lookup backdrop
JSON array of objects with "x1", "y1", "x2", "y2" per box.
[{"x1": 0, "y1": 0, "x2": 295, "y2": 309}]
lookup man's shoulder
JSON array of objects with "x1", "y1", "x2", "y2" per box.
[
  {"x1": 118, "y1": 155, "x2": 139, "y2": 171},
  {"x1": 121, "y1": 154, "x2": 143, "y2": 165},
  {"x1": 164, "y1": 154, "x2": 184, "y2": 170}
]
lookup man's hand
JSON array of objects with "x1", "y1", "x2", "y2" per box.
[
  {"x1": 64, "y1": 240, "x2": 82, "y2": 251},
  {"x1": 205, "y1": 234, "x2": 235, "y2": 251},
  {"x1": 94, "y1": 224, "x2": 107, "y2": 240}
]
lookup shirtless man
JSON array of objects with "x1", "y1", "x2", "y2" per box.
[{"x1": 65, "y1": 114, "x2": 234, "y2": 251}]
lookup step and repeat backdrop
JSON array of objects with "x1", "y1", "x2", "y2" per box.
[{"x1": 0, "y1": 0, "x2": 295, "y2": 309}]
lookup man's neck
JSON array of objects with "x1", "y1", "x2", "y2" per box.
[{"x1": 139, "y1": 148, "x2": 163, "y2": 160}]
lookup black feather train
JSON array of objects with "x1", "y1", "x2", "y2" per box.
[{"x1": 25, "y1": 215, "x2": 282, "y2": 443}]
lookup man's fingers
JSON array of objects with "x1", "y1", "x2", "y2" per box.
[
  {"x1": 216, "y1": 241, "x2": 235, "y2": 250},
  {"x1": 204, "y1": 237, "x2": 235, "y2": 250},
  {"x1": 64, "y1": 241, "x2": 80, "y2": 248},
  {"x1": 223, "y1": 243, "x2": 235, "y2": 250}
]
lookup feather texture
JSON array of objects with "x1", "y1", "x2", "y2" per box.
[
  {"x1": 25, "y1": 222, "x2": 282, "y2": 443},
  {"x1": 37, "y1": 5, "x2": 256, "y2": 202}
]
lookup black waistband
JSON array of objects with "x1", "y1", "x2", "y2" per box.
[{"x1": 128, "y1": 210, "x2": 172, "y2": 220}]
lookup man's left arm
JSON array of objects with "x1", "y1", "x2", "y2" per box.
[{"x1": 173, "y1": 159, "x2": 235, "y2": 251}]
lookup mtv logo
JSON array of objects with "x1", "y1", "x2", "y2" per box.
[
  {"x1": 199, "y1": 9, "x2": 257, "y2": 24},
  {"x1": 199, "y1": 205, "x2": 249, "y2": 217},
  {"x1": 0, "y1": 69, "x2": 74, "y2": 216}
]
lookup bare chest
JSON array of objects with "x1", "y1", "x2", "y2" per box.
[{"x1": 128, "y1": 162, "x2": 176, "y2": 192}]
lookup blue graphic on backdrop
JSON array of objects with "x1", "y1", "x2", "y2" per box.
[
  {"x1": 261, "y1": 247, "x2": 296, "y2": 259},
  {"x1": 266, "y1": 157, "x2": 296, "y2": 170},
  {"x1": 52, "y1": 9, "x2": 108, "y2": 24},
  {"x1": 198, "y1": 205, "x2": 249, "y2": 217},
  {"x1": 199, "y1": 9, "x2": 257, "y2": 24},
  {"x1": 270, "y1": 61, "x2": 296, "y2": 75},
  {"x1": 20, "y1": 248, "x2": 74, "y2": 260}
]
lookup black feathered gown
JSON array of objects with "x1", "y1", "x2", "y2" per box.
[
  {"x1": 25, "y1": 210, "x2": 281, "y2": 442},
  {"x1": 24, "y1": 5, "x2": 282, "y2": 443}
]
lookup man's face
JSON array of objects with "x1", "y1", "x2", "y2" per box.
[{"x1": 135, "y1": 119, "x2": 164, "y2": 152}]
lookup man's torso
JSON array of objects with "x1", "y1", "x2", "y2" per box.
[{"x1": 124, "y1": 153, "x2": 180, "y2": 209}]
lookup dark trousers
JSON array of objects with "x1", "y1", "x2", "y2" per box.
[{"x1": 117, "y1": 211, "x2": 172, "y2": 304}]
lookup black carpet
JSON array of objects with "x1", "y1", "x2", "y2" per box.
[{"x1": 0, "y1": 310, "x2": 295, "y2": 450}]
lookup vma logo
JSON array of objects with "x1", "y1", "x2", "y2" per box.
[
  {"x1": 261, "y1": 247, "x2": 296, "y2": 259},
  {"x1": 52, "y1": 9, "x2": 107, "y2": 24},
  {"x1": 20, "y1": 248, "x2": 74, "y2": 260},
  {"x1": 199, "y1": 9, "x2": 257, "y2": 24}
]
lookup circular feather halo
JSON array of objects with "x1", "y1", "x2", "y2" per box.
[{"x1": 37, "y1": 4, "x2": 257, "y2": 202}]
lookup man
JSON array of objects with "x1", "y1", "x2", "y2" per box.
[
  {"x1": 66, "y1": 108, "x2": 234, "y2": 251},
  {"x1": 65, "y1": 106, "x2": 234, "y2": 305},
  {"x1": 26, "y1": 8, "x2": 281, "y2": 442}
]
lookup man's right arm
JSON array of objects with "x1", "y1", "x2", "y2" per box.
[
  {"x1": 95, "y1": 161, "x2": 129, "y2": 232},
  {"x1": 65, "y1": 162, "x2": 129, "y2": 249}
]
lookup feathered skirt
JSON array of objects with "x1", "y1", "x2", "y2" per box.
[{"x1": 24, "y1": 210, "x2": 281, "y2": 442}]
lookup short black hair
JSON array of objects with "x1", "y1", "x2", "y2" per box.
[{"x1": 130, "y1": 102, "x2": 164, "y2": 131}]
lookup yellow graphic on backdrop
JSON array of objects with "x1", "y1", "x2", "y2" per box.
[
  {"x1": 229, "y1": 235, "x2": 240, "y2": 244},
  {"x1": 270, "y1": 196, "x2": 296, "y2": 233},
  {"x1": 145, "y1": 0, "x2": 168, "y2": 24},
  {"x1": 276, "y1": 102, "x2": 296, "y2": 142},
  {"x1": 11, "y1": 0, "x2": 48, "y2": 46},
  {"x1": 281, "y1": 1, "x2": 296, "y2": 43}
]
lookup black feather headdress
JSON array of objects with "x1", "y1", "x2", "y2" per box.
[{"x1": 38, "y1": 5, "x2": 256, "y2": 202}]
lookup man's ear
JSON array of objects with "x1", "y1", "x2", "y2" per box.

○ ○ ○ ○

__YOUR INSTRUCTIONS__
If the string "graphic" appears in a line of the entries, report the line.

__RESULT BELOW__
lookup blue graphic on backdrop
lookup yellow graphic on backdrop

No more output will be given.